Task requirements: Check each line of the data, and copy those where "chrome" appears.

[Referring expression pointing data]
□ □ □
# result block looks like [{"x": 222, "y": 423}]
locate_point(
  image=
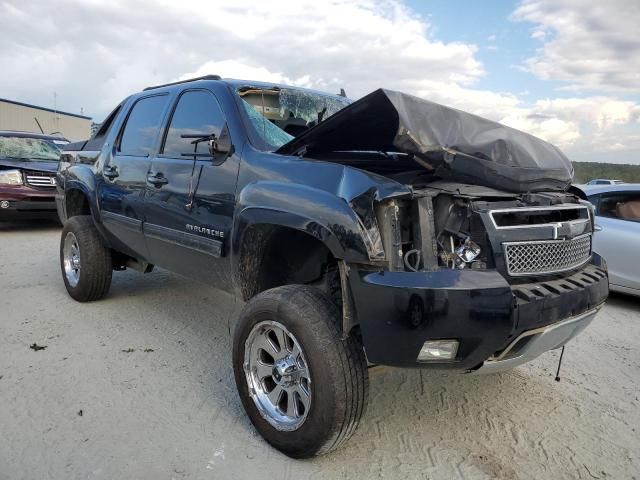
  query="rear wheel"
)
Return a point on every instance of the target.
[
  {"x": 304, "y": 387},
  {"x": 85, "y": 262}
]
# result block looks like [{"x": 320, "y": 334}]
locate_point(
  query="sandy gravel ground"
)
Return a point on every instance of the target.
[{"x": 139, "y": 386}]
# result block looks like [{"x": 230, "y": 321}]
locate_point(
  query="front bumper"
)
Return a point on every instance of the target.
[
  {"x": 533, "y": 343},
  {"x": 16, "y": 200},
  {"x": 399, "y": 311}
]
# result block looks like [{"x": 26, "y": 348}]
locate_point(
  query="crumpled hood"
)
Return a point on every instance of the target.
[
  {"x": 49, "y": 167},
  {"x": 453, "y": 144}
]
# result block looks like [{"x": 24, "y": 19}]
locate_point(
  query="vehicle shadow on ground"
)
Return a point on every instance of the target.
[
  {"x": 415, "y": 417},
  {"x": 38, "y": 225},
  {"x": 622, "y": 300}
]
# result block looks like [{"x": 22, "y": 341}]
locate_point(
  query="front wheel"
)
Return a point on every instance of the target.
[
  {"x": 304, "y": 387},
  {"x": 85, "y": 262}
]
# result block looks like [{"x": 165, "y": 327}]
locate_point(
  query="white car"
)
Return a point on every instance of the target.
[{"x": 617, "y": 232}]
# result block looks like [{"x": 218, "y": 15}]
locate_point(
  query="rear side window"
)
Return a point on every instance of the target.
[
  {"x": 197, "y": 114},
  {"x": 623, "y": 206},
  {"x": 143, "y": 125},
  {"x": 96, "y": 142}
]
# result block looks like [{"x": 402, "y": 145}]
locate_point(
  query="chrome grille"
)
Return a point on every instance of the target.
[
  {"x": 546, "y": 256},
  {"x": 41, "y": 180}
]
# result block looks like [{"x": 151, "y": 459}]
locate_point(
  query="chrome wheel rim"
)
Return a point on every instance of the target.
[
  {"x": 277, "y": 375},
  {"x": 71, "y": 259}
]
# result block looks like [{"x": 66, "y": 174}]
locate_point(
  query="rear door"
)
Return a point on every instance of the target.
[
  {"x": 189, "y": 196},
  {"x": 125, "y": 174},
  {"x": 617, "y": 236}
]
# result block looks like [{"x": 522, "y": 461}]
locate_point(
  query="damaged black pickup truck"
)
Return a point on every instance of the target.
[{"x": 386, "y": 231}]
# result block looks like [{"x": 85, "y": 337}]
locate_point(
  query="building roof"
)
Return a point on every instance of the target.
[
  {"x": 44, "y": 108},
  {"x": 20, "y": 134}
]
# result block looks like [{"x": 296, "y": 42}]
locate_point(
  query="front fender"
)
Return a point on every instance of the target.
[{"x": 316, "y": 212}]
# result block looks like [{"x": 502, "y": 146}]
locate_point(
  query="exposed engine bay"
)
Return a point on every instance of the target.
[{"x": 454, "y": 226}]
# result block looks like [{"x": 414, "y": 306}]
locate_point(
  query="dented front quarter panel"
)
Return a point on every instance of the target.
[{"x": 307, "y": 195}]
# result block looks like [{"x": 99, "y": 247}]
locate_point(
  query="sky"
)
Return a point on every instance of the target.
[{"x": 567, "y": 71}]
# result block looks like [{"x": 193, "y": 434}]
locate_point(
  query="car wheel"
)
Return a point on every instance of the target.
[
  {"x": 304, "y": 387},
  {"x": 84, "y": 260}
]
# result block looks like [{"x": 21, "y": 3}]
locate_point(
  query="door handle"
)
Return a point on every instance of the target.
[
  {"x": 157, "y": 179},
  {"x": 110, "y": 171}
]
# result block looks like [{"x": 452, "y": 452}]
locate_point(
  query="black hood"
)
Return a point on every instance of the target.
[{"x": 452, "y": 143}]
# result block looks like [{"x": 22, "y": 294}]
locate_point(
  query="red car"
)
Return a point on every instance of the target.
[{"x": 28, "y": 164}]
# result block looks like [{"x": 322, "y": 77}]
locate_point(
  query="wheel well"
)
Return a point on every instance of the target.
[
  {"x": 76, "y": 203},
  {"x": 272, "y": 256}
]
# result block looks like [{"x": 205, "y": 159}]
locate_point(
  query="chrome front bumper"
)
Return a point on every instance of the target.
[{"x": 533, "y": 343}]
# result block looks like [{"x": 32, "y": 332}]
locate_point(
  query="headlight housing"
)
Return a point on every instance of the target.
[
  {"x": 363, "y": 208},
  {"x": 10, "y": 177}
]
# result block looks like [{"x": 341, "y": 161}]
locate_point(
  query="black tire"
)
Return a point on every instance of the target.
[
  {"x": 337, "y": 367},
  {"x": 96, "y": 267}
]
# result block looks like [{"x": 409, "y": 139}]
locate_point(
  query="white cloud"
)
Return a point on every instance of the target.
[
  {"x": 94, "y": 54},
  {"x": 594, "y": 45}
]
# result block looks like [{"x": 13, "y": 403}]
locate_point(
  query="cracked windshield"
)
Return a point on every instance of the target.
[
  {"x": 28, "y": 149},
  {"x": 279, "y": 114}
]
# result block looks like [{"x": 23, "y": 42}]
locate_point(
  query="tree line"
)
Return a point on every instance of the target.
[{"x": 586, "y": 171}]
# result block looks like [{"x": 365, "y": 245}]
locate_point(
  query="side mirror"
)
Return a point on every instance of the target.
[{"x": 221, "y": 145}]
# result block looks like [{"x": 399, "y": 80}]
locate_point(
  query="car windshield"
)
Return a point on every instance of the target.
[
  {"x": 277, "y": 115},
  {"x": 29, "y": 149}
]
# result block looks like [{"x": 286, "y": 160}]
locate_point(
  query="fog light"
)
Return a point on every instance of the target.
[{"x": 438, "y": 350}]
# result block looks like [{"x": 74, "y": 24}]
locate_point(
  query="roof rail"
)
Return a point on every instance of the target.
[{"x": 205, "y": 77}]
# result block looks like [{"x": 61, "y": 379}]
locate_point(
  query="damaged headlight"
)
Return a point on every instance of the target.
[
  {"x": 467, "y": 253},
  {"x": 363, "y": 207},
  {"x": 10, "y": 177}
]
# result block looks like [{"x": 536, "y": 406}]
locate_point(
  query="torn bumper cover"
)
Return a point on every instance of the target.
[
  {"x": 451, "y": 143},
  {"x": 399, "y": 311}
]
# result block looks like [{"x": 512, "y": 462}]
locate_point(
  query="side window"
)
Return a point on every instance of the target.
[
  {"x": 96, "y": 142},
  {"x": 196, "y": 114},
  {"x": 142, "y": 126},
  {"x": 623, "y": 206}
]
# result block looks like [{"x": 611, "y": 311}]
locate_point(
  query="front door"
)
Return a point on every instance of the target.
[
  {"x": 121, "y": 193},
  {"x": 189, "y": 195}
]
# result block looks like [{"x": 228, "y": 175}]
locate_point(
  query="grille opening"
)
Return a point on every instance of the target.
[
  {"x": 514, "y": 218},
  {"x": 546, "y": 256}
]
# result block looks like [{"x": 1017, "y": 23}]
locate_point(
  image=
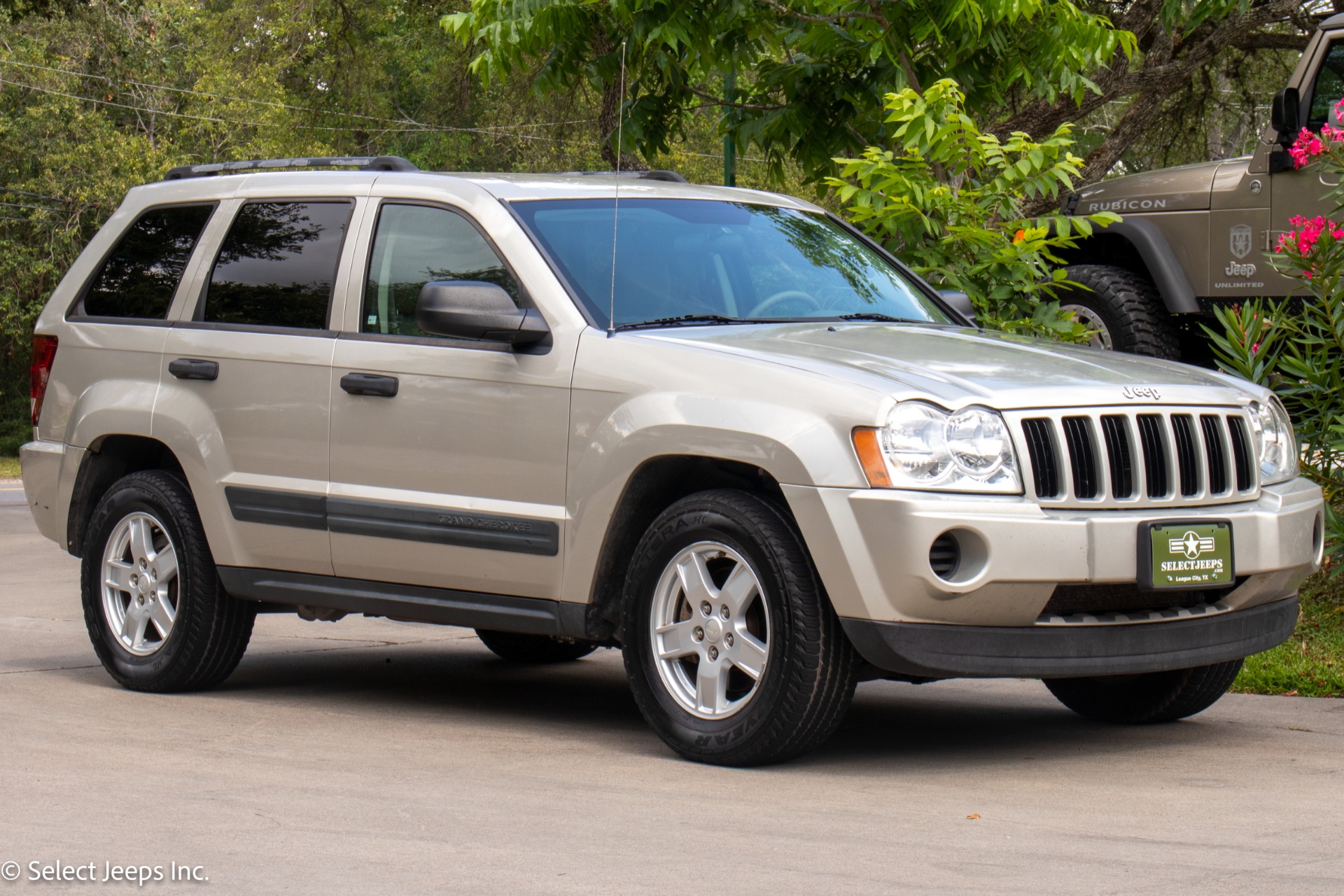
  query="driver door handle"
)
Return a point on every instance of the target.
[
  {"x": 370, "y": 384},
  {"x": 191, "y": 368}
]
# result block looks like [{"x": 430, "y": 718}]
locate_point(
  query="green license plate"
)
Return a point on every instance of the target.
[{"x": 1186, "y": 555}]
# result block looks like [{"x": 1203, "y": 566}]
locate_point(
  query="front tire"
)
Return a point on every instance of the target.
[
  {"x": 158, "y": 615},
  {"x": 1147, "y": 699},
  {"x": 1123, "y": 308},
  {"x": 733, "y": 650}
]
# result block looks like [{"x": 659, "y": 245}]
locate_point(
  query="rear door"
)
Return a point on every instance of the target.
[
  {"x": 248, "y": 382},
  {"x": 451, "y": 473}
]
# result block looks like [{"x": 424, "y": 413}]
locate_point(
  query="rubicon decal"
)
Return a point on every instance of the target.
[{"x": 1128, "y": 204}]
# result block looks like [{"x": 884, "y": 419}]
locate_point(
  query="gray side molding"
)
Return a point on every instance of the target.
[{"x": 1167, "y": 273}]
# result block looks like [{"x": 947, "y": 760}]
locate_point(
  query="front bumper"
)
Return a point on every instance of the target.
[
  {"x": 872, "y": 548},
  {"x": 1044, "y": 652}
]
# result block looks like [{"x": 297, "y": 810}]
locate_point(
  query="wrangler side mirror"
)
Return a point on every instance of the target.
[
  {"x": 476, "y": 309},
  {"x": 1287, "y": 115}
]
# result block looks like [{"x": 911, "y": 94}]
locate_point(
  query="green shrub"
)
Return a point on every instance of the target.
[{"x": 951, "y": 204}]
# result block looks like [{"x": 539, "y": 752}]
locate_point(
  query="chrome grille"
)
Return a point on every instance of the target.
[{"x": 1124, "y": 458}]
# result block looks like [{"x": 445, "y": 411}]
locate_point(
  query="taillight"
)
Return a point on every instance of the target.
[{"x": 43, "y": 356}]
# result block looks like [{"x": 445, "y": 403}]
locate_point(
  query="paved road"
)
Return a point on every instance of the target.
[{"x": 374, "y": 757}]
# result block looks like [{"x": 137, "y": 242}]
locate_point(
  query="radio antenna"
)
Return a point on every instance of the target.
[{"x": 616, "y": 204}]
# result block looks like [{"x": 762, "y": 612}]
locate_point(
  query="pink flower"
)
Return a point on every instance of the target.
[{"x": 1306, "y": 148}]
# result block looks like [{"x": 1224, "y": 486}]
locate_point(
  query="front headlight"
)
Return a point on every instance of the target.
[
  {"x": 1276, "y": 444},
  {"x": 926, "y": 448}
]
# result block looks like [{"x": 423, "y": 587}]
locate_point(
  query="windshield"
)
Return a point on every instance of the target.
[{"x": 721, "y": 260}]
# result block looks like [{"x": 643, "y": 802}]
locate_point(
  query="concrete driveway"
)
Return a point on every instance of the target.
[{"x": 374, "y": 757}]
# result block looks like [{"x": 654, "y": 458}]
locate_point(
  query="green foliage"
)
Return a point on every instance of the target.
[
  {"x": 951, "y": 202},
  {"x": 1310, "y": 664},
  {"x": 1300, "y": 354},
  {"x": 811, "y": 73}
]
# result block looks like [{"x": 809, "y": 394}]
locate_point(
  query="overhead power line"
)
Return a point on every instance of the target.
[{"x": 290, "y": 106}]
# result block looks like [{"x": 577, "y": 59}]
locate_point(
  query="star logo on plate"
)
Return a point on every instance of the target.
[{"x": 1191, "y": 545}]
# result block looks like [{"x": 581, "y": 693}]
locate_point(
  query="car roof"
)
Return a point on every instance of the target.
[{"x": 504, "y": 186}]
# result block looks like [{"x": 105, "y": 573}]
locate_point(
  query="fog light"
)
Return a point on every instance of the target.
[{"x": 945, "y": 556}]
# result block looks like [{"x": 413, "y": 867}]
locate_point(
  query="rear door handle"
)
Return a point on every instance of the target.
[
  {"x": 190, "y": 368},
  {"x": 370, "y": 384}
]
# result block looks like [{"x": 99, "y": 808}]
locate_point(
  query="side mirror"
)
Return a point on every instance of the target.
[
  {"x": 960, "y": 302},
  {"x": 475, "y": 309},
  {"x": 1285, "y": 115}
]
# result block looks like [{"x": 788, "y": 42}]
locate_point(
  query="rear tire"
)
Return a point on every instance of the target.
[
  {"x": 1147, "y": 699},
  {"x": 1124, "y": 308},
  {"x": 534, "y": 648},
  {"x": 158, "y": 614},
  {"x": 733, "y": 650}
]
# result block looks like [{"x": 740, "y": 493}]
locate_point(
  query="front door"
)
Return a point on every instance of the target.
[{"x": 448, "y": 456}]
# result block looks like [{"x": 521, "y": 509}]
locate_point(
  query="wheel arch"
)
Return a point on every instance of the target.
[
  {"x": 655, "y": 485},
  {"x": 109, "y": 458},
  {"x": 1138, "y": 245}
]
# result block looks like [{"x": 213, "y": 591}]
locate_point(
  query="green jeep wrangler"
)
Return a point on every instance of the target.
[{"x": 1195, "y": 237}]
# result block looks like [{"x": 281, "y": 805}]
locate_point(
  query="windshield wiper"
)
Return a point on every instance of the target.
[
  {"x": 687, "y": 318},
  {"x": 878, "y": 316}
]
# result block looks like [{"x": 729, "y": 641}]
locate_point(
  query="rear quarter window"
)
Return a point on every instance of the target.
[{"x": 140, "y": 276}]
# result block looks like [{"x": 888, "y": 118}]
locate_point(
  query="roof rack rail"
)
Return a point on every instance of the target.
[
  {"x": 368, "y": 163},
  {"x": 657, "y": 174}
]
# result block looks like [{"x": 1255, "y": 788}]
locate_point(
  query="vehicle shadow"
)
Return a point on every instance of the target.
[{"x": 942, "y": 724}]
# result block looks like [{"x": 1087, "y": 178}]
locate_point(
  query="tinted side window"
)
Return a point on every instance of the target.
[
  {"x": 277, "y": 265},
  {"x": 413, "y": 246},
  {"x": 1328, "y": 89},
  {"x": 141, "y": 274}
]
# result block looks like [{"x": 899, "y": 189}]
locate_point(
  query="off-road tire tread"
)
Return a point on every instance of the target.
[
  {"x": 534, "y": 648},
  {"x": 1135, "y": 304},
  {"x": 214, "y": 631},
  {"x": 823, "y": 665},
  {"x": 1151, "y": 699}
]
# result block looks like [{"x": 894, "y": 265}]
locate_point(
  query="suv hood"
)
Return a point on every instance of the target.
[
  {"x": 1184, "y": 188},
  {"x": 958, "y": 365}
]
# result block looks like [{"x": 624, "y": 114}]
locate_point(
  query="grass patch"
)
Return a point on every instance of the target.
[{"x": 1310, "y": 664}]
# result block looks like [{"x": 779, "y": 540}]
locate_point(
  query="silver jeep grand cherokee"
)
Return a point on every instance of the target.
[{"x": 717, "y": 428}]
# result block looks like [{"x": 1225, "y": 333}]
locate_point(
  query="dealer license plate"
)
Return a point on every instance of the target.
[{"x": 1186, "y": 555}]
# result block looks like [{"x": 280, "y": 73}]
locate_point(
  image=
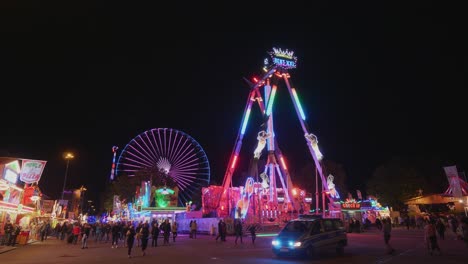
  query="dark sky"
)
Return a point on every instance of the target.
[{"x": 375, "y": 81}]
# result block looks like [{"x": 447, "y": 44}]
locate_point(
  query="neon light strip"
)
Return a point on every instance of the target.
[
  {"x": 270, "y": 101},
  {"x": 234, "y": 162},
  {"x": 283, "y": 163},
  {"x": 246, "y": 120},
  {"x": 296, "y": 98}
]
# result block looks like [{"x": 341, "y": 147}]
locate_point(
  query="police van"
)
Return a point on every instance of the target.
[{"x": 310, "y": 234}]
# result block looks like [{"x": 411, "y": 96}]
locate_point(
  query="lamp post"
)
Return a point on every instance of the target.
[{"x": 68, "y": 156}]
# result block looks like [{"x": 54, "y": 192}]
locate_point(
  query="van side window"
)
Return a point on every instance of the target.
[
  {"x": 338, "y": 224},
  {"x": 315, "y": 229}
]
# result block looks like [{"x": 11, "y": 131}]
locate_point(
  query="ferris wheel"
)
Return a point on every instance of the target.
[{"x": 172, "y": 152}]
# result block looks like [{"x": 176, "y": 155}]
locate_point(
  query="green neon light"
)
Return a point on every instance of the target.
[
  {"x": 270, "y": 102},
  {"x": 162, "y": 196}
]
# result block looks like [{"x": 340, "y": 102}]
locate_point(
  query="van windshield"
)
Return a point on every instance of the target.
[{"x": 297, "y": 226}]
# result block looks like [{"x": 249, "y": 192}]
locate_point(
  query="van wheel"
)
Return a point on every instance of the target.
[{"x": 340, "y": 248}]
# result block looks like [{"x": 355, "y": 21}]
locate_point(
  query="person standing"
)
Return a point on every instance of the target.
[
  {"x": 253, "y": 234},
  {"x": 430, "y": 237},
  {"x": 387, "y": 229},
  {"x": 155, "y": 234},
  {"x": 440, "y": 226},
  {"x": 174, "y": 230},
  {"x": 85, "y": 235},
  {"x": 130, "y": 239},
  {"x": 238, "y": 231},
  {"x": 144, "y": 237}
]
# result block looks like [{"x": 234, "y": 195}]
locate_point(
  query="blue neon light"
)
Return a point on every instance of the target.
[
  {"x": 270, "y": 102},
  {"x": 246, "y": 120}
]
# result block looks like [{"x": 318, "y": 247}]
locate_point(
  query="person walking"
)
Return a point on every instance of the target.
[
  {"x": 238, "y": 231},
  {"x": 440, "y": 226},
  {"x": 155, "y": 234},
  {"x": 130, "y": 239},
  {"x": 174, "y": 227},
  {"x": 253, "y": 234},
  {"x": 387, "y": 229},
  {"x": 144, "y": 237},
  {"x": 220, "y": 227},
  {"x": 430, "y": 237},
  {"x": 85, "y": 235}
]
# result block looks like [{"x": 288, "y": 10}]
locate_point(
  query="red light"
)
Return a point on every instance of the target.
[{"x": 234, "y": 162}]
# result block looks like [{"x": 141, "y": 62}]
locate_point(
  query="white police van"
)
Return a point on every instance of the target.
[{"x": 309, "y": 234}]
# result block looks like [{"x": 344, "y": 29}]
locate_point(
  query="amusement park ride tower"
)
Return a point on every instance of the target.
[{"x": 276, "y": 68}]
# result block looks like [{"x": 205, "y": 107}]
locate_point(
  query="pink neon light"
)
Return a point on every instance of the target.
[
  {"x": 234, "y": 162},
  {"x": 284, "y": 164}
]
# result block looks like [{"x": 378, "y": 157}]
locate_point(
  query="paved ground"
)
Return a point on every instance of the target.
[{"x": 363, "y": 248}]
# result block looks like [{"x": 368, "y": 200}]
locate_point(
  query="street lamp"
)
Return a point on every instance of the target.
[{"x": 68, "y": 156}]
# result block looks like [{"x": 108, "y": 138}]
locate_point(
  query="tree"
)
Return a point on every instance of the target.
[
  {"x": 396, "y": 181},
  {"x": 339, "y": 173},
  {"x": 306, "y": 176}
]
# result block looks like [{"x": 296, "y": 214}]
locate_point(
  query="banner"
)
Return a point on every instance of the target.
[
  {"x": 454, "y": 180},
  {"x": 31, "y": 170},
  {"x": 359, "y": 194}
]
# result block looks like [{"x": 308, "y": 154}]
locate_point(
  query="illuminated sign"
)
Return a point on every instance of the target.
[
  {"x": 351, "y": 204},
  {"x": 164, "y": 196},
  {"x": 283, "y": 58},
  {"x": 32, "y": 170}
]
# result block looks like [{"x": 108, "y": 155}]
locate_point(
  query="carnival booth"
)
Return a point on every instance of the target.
[{"x": 19, "y": 192}]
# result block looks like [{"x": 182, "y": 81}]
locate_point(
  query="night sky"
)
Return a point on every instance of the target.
[{"x": 374, "y": 82}]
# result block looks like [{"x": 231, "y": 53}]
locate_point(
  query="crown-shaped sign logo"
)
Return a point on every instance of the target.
[{"x": 278, "y": 52}]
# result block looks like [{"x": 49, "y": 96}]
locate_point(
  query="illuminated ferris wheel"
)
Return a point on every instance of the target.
[{"x": 171, "y": 152}]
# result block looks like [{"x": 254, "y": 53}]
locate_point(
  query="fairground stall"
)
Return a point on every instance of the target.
[{"x": 19, "y": 192}]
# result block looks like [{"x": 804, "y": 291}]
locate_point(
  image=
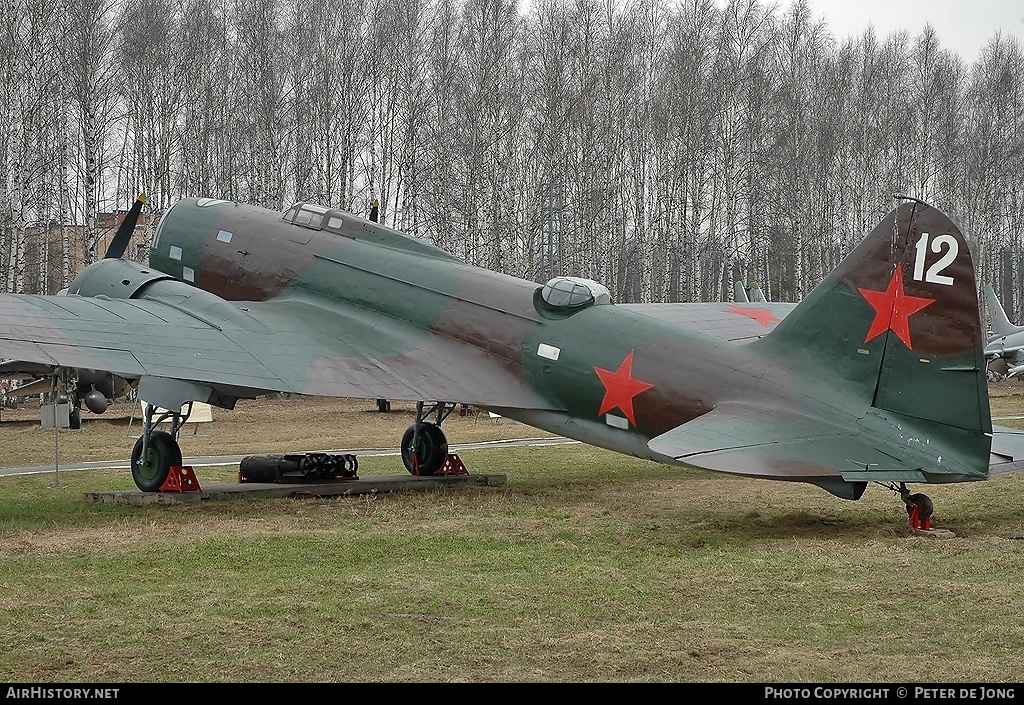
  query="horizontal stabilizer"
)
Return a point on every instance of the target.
□ □ □
Worked solution:
  query="chrome grille"
  query="chrome wheel rim"
  query="chrome front bumper"
  query="chrome grille"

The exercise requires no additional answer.